Records from a data source:
+++

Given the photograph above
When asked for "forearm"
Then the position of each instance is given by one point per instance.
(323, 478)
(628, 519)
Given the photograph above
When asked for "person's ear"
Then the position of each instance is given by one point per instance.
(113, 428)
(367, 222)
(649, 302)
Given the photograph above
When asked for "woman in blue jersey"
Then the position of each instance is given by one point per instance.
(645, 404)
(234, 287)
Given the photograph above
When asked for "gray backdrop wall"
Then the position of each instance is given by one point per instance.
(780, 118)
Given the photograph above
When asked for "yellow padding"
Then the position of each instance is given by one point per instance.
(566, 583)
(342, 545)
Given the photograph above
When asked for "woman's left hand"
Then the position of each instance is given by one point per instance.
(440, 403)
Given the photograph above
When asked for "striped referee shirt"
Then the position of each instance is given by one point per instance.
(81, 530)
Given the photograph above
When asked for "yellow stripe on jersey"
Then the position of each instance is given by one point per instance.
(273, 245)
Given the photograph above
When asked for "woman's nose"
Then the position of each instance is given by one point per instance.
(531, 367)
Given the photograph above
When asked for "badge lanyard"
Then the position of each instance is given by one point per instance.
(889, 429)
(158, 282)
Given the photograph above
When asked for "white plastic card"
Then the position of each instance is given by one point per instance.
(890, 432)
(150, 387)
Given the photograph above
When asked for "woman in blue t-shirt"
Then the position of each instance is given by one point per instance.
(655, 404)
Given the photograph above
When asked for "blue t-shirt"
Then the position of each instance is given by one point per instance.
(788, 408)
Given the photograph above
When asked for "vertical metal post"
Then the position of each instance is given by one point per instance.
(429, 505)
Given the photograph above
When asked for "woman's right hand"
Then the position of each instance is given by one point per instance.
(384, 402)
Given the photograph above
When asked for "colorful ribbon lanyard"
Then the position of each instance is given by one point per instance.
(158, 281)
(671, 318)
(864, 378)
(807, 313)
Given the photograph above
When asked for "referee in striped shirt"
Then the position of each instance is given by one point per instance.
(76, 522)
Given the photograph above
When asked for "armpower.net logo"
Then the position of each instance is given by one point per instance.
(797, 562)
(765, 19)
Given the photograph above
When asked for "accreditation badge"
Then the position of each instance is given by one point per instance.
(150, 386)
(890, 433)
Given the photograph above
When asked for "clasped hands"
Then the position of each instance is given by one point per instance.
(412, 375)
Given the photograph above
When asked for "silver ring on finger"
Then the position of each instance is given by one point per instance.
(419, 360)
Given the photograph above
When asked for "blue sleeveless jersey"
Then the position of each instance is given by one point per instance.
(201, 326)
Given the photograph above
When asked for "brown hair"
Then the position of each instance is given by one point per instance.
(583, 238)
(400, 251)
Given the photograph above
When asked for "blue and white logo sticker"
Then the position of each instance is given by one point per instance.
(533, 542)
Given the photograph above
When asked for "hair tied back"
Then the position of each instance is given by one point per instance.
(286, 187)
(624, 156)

+++

- Exercise:
In full and word for word, output the entries.

- Solution to this exercise:
Given the photograph above
When asked for "forearm"
Then the position of each instance is given by one point per instance.
(323, 478)
(628, 519)
Given the photograph above
When asked for "person's ear"
Then the position of each instance is given by one point per instance.
(113, 428)
(367, 222)
(649, 302)
Given the photograph above
When asked for "woman in blue jersey"
Then the position of each instance is given by one point per instance.
(645, 404)
(234, 287)
Given the photograph above
When asked for "gray backdrop wall"
Then the position of each instance is given by one point per instance.
(780, 118)
Given the photograph above
When asked for "yellow padding"
Then the position of each instance is given by one point per instance.
(566, 583)
(342, 545)
Given the photograph above
When asked for "woman's left hand"
Then the position of each instance is given by one point per instance.
(440, 403)
Given the photograph above
When asked for "striped referee shirt"
Then the position of each instance is given by one point per instance.
(81, 530)
Given the photograph above
When asked for "yellow stripe on jersey"
Then the position of each instance is given by one point per instance.
(273, 245)
Given the photograph above
When asked for "woman's nose"
Then the position of each instance is given by one point per instance.
(531, 367)
Given the photograph above
When asked for "badge lanyard"
Then the position of each instance is given by one point per instance.
(889, 429)
(158, 282)
Given the photograph above
When asked for "white plastic card"
Then the position of each instance is given by one point per instance.
(890, 432)
(150, 387)
Given the photograph above
When asked for "woman in blue t-shirt"
Then the position of each instance is given by one point per instance.
(655, 404)
Given the photograph above
When asked for "blue t-shirt"
Then the position of each instance is given by one point per instance.
(788, 408)
Given the photograph above
When asked for "vertical metal post"
Then the position of each instance is given by one point per instance.
(429, 505)
Given the photograph above
When asked for "woman's right hand"
Then the position of each instance is given by one point per instance.
(384, 402)
Given the photograph above
When asked for "colorful ribbon lanyard"
Then the position of each instance is given by one point per instance.
(158, 281)
(671, 318)
(864, 378)
(807, 313)
Given the photograph above
When asked for "referee in striped shirt"
Then the position of each instance is given by one point per instance.
(76, 522)
Given the photograph above
When asked for "armpower.net logo"
Then the position of each instance is given by one point per instance.
(797, 562)
(765, 19)
Given the photograph above
When asked for "accreditation badge"
Then the position of each instance is given by one point per instance.
(150, 386)
(890, 433)
Given the photograph above
When asked for "clasped hands"
Then the position of each instance is given by one point per instance.
(412, 375)
Given the photograph above
When asked for "silver ring on finger"
Then the position of each instance is given by one point per instance.
(419, 360)
Given the photograph above
When asked for "blue sleeveless jersey"
Then the position of each instance is given by one point per instance.
(201, 326)
Given the photograph above
When asked for "brown hair"
Then the position of each instance is given by one point per instance.
(583, 238)
(400, 251)
Given the photograph above
When asked for "blue and white logo sticker"
Then the position of each instance is given by one point per instance.
(533, 542)
Given the photograph above
When asked for "hair tied back"
Then the position of each instance is given by one point per instance.
(286, 187)
(624, 156)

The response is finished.